Исходный текст >>
·····
Вы более любите иной мир – мир, воспроизводящий жизнь во всей ее истине, в ее глубине, во всех изгибах света и тьмы, – словом, мир Шекспира, Рембрандта, – любите его, но разве это мешает вам остановиться перед Аполлоном, перед Венерой? Что за католическая исключительность! Пониманье Бетховена разве отняло у вас возможность увлекаться «Севильским цирюльником»?
Входя в театр смотреть Расина, вы должны знать, что с тем вместе вы входите в иной мир, имеющий свои пределы, свою ограниченность, но имеющий и свою силу, свою энергию и высокое изящество в своих пределах. Какое право имеете вы судить художественное произведение вне его собственной почвы, даже вне исторической, национальной почвы? Вы пришли смотреть Расина – отрешитесь же от фламандского элемента: это отрасль итальянской школы; берите его таким, чтоб он дал то, что он хочет дать, и он даст много прекрасного. Конечно, он не удовлетворит всему, чего жаждет ваша душа, но позвольте же еще раз спросить: а весь греческий Олимп, а все греческие типы, статуи, герои трагедий удовлетворяют вас? Нет, нет и нет! Я это испытал на себе. В греческих статуях везде выражается спокойное наслаждение, торжество меры, торжество равновесия, торжество красоты, но с тем вместе вы видите, что покой достигнут, потому что требование было не полно, потому что олимпийцы удовлетворялись немногим. Одно из величайших достоинств греческого ваяния – полнейшее отрешение чувственной формы от всего чувственного, Венера Медицейская так же мало говорит чувственности, как Мадонны Рафаэля; но зато в греческом искусстве нет того знойного сладострастия, которое мы находим, например, в страстных глазах, особо рассеченных и суженных к вискам, египетских изваяний. С другой стороны, в греческом искусстве нет и не могло быть элемента, развитого миром христианским, – элемента романтического, того сосредоточенного в духе, того глубоко страдальческого, неудовлетворенного, жаждущего, стремящегося, который вы можете вполне изучить в комнатах Катерины Медичи, где расставлены испанские картины. Для греков мы делаем почетное исключение, мы их судим как греков в их сфере, будемте так же судить Расина, Корнеля – обогатимте себя и ими.
Что же вам сказать о самой Рашели? Фельетоны всех газет давно все рассказали. Она нехороша собой, невысока ростом, худа, истомлена; но куда ей рост, на что ей красота, с этими чертами, резкими, выразительными, проникнутыми страстью? Игра ее удивительна; пока она на сцене, что бы ни делалось, вы не можете оторваться от нее; это слабое, хрупкое существо подавляет вас; я не мог бы уважать человека, который не находился бы под ее влиянием во время представления. Как теперь вижу эти гордо надутые губы, этот сжигающий, быстрый взгляд, этот трепет страсти и негодованья, который пробегает по ее телу! А голос – удивительный голос! – он умеет приголубить ребенка, шептать слова любви и душить врага; голос, который походит на воркованье горлицы и на крик уязвленной львицы. Она может сделаться страшна, свирепа… до «ехидного выражения» [63] . Рашель составляет средоточие трагической труппы, она идеал, которому подражает старый и малый, мужчины и женщины… до смешного; вся труппа французского театра оттопыривает губы, как она, все бассы и дишканты стараются говорить ее голосом.
·····
Собранные данные >>
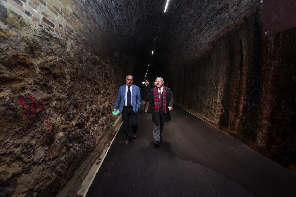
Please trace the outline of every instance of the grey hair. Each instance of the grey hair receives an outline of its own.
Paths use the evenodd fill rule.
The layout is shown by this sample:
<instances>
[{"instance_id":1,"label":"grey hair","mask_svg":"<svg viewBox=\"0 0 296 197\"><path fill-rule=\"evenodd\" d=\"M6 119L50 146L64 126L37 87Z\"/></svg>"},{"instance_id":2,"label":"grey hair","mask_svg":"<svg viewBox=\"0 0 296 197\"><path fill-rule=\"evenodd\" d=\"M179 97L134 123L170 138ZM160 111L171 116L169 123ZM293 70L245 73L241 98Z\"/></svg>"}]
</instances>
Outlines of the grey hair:
<instances>
[{"instance_id":1,"label":"grey hair","mask_svg":"<svg viewBox=\"0 0 296 197\"><path fill-rule=\"evenodd\" d=\"M157 77L156 77L156 79L157 79L157 78L160 78L160 79L161 79L161 82L162 82L163 83L163 79L162 77L161 77L160 76L158 76ZM156 81L156 79L155 79L155 81Z\"/></svg>"},{"instance_id":2,"label":"grey hair","mask_svg":"<svg viewBox=\"0 0 296 197\"><path fill-rule=\"evenodd\" d=\"M127 79L128 77L128 76L130 76L131 77L133 77L133 76L132 75L131 75L130 74L129 74L128 75L126 75L126 79Z\"/></svg>"}]
</instances>

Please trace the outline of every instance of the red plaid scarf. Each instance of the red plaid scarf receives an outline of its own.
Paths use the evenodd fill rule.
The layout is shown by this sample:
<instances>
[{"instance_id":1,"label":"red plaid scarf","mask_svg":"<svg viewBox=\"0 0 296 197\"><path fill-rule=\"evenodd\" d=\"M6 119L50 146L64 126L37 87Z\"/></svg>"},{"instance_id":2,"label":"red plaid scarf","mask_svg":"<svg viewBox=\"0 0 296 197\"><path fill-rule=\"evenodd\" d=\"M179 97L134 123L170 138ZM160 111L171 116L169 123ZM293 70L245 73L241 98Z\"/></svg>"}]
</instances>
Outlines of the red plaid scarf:
<instances>
[{"instance_id":1,"label":"red plaid scarf","mask_svg":"<svg viewBox=\"0 0 296 197\"><path fill-rule=\"evenodd\" d=\"M164 86L163 86L163 113L166 113L166 92L165 91L165 88ZM157 87L154 88L153 90L153 95L154 96L154 111L155 112L160 111L160 108L161 106L160 103L160 100L159 98L159 91L158 88Z\"/></svg>"}]
</instances>

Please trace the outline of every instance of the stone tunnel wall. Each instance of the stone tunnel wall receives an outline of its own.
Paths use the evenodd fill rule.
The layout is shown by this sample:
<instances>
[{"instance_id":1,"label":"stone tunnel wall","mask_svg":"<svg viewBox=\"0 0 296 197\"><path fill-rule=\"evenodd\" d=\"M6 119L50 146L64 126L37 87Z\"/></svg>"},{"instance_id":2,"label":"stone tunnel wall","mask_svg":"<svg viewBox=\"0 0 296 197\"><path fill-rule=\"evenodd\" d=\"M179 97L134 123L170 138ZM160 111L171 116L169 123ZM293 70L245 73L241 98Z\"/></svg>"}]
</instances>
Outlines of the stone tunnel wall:
<instances>
[{"instance_id":1,"label":"stone tunnel wall","mask_svg":"<svg viewBox=\"0 0 296 197\"><path fill-rule=\"evenodd\" d=\"M255 14L199 60L174 64L174 97L296 172L296 28L263 38L262 27Z\"/></svg>"},{"instance_id":2,"label":"stone tunnel wall","mask_svg":"<svg viewBox=\"0 0 296 197\"><path fill-rule=\"evenodd\" d=\"M95 44L87 9L48 1L0 1L1 196L55 195L110 134L112 79L133 63Z\"/></svg>"}]
</instances>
·····
Инструкции к заданиям >>
a) На что, согласно тексту о Рашели, походит её голос?
b) Продолжи текст о Рашели, начав сразу после его последнего предложения.
Позиции с данными для этой работы не нужны.

Ответы по заданиям >>
a) На воркованье горлицы и на крик уязвленной львицы.

b)
63
Как бы я желал ее видеть, когда она, разъярившись на Верона, – сказала ему, что он плут. – «Сударыня, – отвечал он, как сам рассказывает в своих записках, – я еще ни разу не слыхал, чтоб кто-нибудь меня так назвал». – «Ну вот вам и случай услышать в первый раз!» – возразила Рашель. (1852)
Сестра ее Judith очень мила. Она не красавица; во Франции вообще нет красавиц, но ее gentillesse [64] совершенно французская, несмотря на то, что имя напоминает «почтенного фельдмаршала Олоферна» и невежливый поступок с ним одной дамы.
Да какая же это исключительно французская красота? Она чрезвычайно легко уловима: она состоит в необыкновенно грациозном сочетании выразительности, легкости, ума, чувства, жизни, раскрытости, которое для меня увлекательнее одной пластической красоты, всепоглощающего изящества породы, античных форм итальянок и вообще красавиц.
64
миловидность (франц.). – Ред.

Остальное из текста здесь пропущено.